- _MATERIAL TO PROCESS_

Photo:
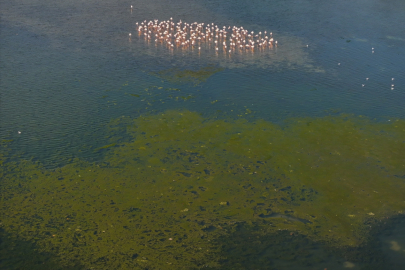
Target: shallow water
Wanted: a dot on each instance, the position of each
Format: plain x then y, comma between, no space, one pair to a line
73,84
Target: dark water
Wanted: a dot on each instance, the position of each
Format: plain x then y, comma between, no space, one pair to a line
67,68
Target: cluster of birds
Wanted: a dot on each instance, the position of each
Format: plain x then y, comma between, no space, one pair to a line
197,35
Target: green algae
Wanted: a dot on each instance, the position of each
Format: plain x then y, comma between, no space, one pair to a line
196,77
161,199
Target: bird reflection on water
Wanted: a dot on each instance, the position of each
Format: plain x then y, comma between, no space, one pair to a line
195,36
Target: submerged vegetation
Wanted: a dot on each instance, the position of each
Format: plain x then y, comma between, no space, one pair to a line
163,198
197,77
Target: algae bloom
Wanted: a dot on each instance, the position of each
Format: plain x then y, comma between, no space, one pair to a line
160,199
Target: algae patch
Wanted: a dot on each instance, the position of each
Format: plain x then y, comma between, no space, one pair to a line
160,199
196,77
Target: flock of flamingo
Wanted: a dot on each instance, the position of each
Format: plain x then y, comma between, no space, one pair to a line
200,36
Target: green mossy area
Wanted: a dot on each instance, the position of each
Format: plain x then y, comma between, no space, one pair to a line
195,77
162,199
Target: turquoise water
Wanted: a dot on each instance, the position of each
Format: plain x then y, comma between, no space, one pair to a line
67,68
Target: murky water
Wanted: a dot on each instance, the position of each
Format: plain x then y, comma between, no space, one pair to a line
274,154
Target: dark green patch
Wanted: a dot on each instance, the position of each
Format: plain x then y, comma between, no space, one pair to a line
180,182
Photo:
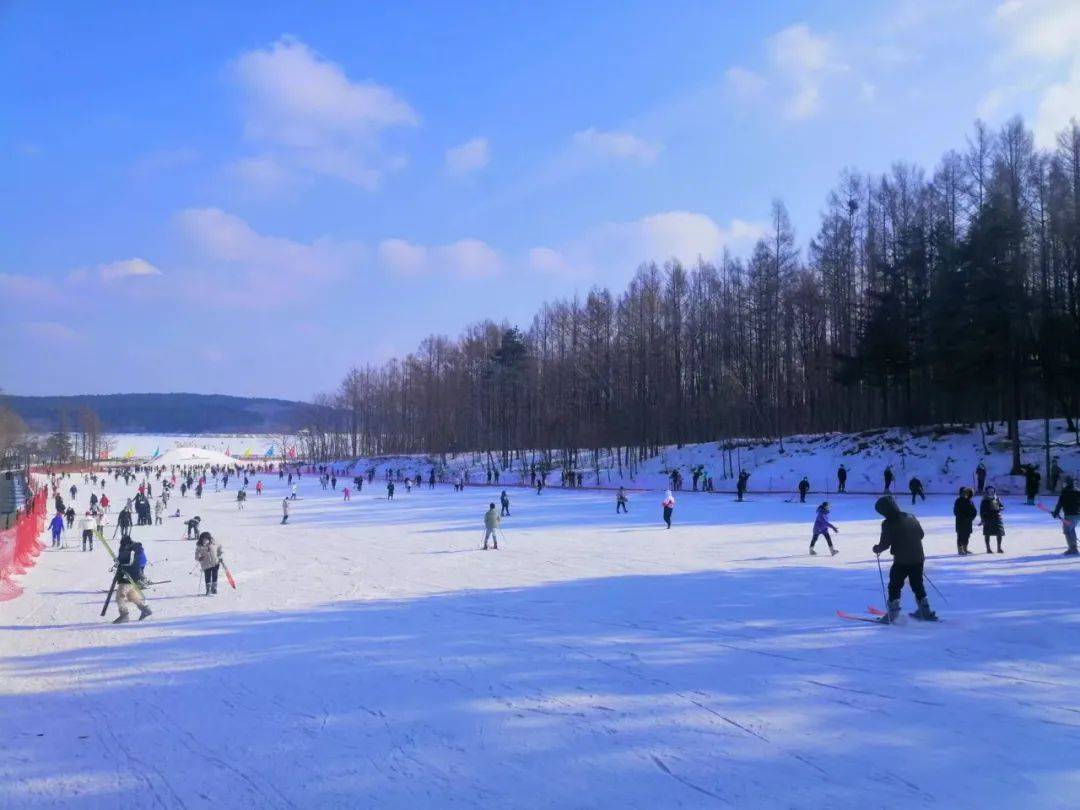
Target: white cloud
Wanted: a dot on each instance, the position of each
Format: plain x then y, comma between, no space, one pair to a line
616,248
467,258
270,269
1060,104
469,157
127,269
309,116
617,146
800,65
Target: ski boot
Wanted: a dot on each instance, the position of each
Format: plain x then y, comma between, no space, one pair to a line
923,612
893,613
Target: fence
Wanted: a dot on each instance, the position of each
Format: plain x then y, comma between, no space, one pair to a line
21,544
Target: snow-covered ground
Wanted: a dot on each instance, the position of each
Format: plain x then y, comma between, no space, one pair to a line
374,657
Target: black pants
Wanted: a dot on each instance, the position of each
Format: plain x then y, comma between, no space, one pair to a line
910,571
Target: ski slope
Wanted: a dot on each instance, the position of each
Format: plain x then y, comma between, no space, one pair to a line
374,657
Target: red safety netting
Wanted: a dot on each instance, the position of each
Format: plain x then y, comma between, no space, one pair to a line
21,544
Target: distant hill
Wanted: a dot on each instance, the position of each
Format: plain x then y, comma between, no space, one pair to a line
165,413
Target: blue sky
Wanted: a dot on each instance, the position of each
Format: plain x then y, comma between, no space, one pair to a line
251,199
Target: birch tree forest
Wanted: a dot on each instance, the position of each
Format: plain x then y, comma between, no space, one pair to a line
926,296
...
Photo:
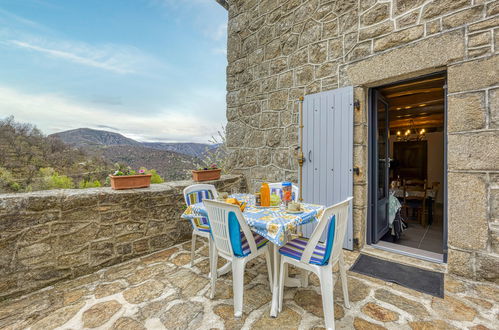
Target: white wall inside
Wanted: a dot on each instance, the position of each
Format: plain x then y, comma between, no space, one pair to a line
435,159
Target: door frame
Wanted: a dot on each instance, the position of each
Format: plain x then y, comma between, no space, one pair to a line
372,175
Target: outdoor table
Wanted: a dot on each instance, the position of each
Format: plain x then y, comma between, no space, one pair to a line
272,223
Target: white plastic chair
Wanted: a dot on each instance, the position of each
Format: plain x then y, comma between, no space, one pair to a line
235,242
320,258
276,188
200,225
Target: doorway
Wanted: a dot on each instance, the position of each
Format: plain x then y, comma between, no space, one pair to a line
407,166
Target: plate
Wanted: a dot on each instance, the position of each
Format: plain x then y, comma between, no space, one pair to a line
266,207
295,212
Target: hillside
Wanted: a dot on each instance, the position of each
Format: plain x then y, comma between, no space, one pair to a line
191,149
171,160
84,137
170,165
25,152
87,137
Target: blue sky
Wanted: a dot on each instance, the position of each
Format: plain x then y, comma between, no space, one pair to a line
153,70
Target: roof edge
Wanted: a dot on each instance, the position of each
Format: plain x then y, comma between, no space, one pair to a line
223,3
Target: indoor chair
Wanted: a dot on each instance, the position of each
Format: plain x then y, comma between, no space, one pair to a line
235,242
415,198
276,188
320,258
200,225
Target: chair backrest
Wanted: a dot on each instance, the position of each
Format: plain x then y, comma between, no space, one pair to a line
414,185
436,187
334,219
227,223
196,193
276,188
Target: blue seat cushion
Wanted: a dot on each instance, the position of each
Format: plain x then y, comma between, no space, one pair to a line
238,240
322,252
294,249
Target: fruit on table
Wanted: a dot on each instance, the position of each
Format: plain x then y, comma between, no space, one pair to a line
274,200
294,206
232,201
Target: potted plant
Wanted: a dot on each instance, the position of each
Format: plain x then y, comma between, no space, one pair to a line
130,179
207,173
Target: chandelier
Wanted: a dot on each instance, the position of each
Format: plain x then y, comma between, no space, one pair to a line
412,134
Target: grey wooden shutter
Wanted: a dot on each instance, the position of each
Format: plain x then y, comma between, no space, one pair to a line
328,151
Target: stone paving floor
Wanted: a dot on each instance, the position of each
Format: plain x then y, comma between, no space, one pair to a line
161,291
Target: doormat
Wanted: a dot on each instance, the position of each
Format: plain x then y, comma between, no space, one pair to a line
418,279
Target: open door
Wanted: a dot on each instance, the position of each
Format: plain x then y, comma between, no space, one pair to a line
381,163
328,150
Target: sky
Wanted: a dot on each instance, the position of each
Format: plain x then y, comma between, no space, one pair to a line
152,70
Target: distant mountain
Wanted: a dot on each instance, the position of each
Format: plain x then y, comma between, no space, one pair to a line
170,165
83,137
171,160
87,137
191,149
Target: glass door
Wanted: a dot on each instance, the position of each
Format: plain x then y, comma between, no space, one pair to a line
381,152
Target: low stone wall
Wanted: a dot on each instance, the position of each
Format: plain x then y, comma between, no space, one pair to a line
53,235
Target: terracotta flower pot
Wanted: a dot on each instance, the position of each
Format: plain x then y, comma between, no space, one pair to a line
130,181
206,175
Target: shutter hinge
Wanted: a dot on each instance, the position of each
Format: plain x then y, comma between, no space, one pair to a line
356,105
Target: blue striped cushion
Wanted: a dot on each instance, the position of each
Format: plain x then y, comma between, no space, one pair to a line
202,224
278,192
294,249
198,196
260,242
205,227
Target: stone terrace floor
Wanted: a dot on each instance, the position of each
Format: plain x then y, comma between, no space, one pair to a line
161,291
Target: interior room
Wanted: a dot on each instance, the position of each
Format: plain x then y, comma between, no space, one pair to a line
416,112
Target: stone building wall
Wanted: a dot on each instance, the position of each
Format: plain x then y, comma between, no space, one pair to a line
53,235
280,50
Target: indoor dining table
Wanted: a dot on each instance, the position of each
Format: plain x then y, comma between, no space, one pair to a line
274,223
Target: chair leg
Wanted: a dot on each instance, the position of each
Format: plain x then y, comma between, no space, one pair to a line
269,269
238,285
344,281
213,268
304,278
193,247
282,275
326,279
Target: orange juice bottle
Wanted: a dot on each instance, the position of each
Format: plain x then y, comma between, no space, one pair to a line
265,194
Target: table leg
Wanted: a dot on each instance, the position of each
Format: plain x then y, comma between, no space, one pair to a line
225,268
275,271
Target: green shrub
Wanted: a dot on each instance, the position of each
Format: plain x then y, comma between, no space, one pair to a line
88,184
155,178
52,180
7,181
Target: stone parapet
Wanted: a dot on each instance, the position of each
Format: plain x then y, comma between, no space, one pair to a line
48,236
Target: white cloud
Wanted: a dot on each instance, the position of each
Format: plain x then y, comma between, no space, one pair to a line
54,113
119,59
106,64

- _GOAL OF THE EXERCISE_
Extract every line of the material above that contains the string "blue", and list those lines unchanged in their original order.

- _SOLUTION_
Target: blue sky
Target: blue sky
Target: blue seat cushion
Target: blue striped cushion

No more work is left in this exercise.